Annotation data for object locations
※

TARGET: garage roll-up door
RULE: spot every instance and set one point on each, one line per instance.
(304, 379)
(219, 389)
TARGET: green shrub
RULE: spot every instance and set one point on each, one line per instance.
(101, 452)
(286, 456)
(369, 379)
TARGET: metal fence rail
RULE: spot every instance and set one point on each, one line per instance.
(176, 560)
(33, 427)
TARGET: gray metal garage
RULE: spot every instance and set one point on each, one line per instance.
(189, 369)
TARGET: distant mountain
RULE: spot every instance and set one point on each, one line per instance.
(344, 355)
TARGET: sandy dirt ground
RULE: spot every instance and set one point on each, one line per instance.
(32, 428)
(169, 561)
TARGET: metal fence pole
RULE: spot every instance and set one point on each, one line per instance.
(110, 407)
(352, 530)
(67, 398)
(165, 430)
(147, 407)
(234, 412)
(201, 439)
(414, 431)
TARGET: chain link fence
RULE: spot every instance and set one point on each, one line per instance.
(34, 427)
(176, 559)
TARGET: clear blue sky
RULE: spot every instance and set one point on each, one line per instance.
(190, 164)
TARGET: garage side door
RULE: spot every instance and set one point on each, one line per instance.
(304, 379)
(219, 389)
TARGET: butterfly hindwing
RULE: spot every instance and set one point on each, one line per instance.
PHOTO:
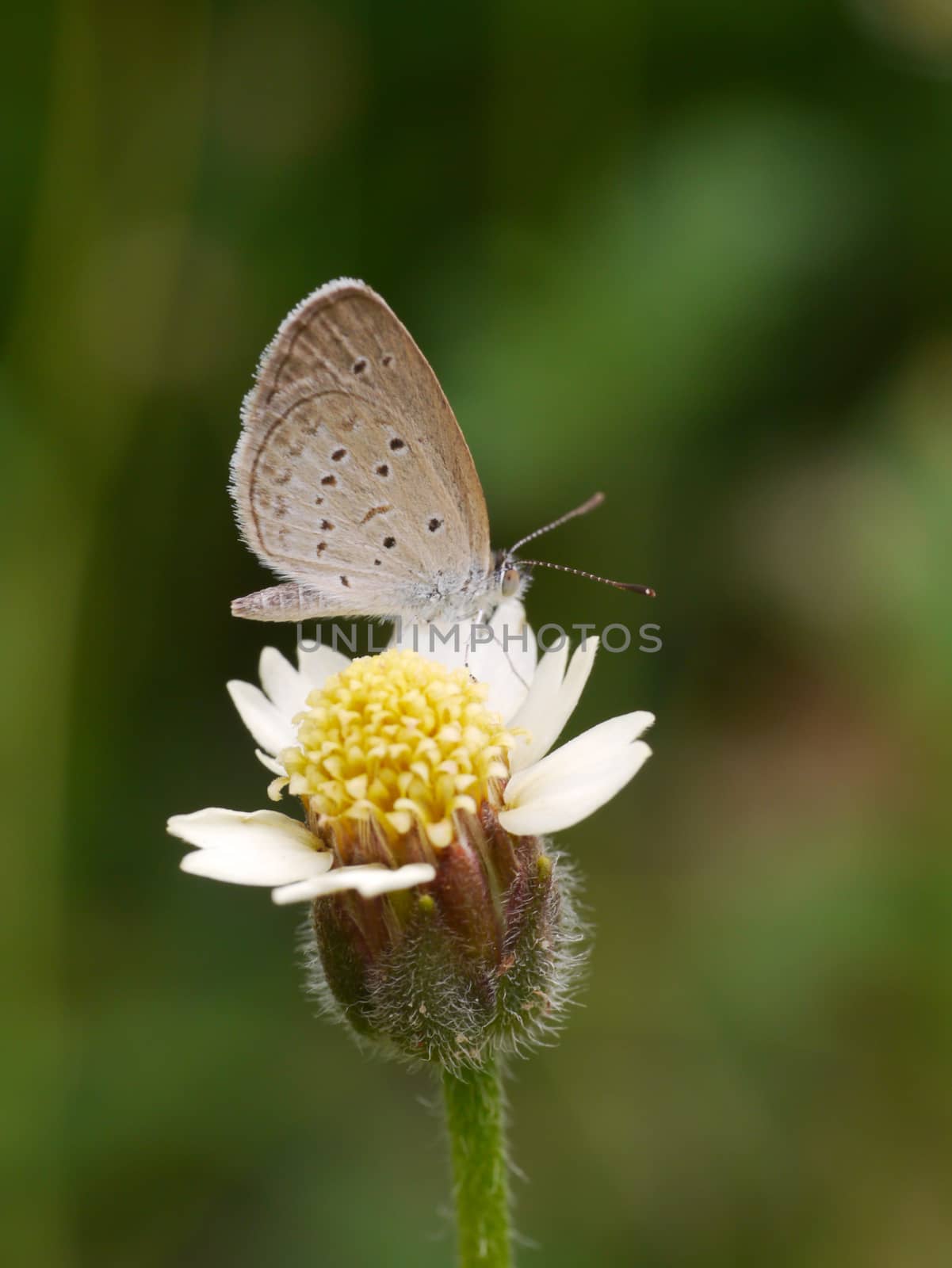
(351, 476)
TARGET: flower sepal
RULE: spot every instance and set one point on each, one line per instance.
(480, 961)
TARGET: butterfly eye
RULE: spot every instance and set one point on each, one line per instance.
(510, 582)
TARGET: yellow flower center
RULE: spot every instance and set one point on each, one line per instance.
(400, 739)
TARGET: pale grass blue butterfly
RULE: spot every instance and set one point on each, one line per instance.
(353, 481)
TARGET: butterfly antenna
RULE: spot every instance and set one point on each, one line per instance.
(591, 576)
(595, 500)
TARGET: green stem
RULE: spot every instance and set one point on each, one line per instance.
(480, 1179)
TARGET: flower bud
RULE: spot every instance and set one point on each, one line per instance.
(480, 961)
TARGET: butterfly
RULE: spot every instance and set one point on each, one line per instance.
(353, 481)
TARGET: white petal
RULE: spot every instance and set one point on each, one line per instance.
(368, 880)
(259, 849)
(442, 642)
(581, 756)
(552, 701)
(270, 728)
(285, 686)
(317, 665)
(507, 661)
(560, 804)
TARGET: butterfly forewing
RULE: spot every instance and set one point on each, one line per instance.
(351, 473)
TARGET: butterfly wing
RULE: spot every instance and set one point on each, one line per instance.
(351, 476)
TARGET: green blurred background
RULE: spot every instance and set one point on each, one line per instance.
(695, 254)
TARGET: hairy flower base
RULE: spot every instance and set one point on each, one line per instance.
(480, 961)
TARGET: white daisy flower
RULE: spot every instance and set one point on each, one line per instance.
(392, 754)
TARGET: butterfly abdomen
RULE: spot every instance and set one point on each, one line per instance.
(287, 602)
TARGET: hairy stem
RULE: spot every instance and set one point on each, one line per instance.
(480, 1182)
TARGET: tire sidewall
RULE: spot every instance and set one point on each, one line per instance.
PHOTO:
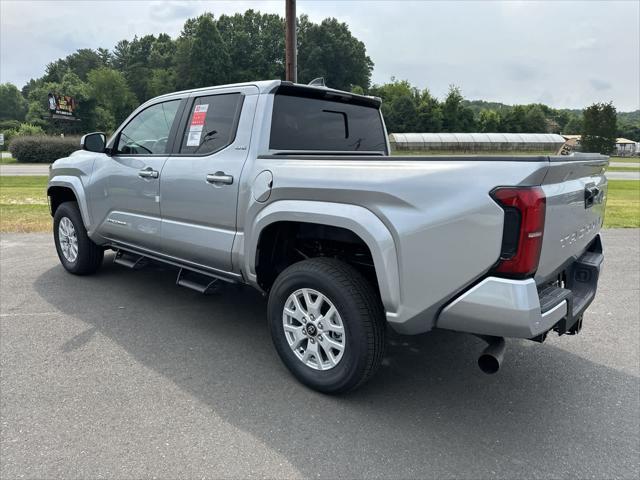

※

Exercise requirements: State how many lines of the items above contain the word "fence", giving only the number.

Solution to this exercise: 3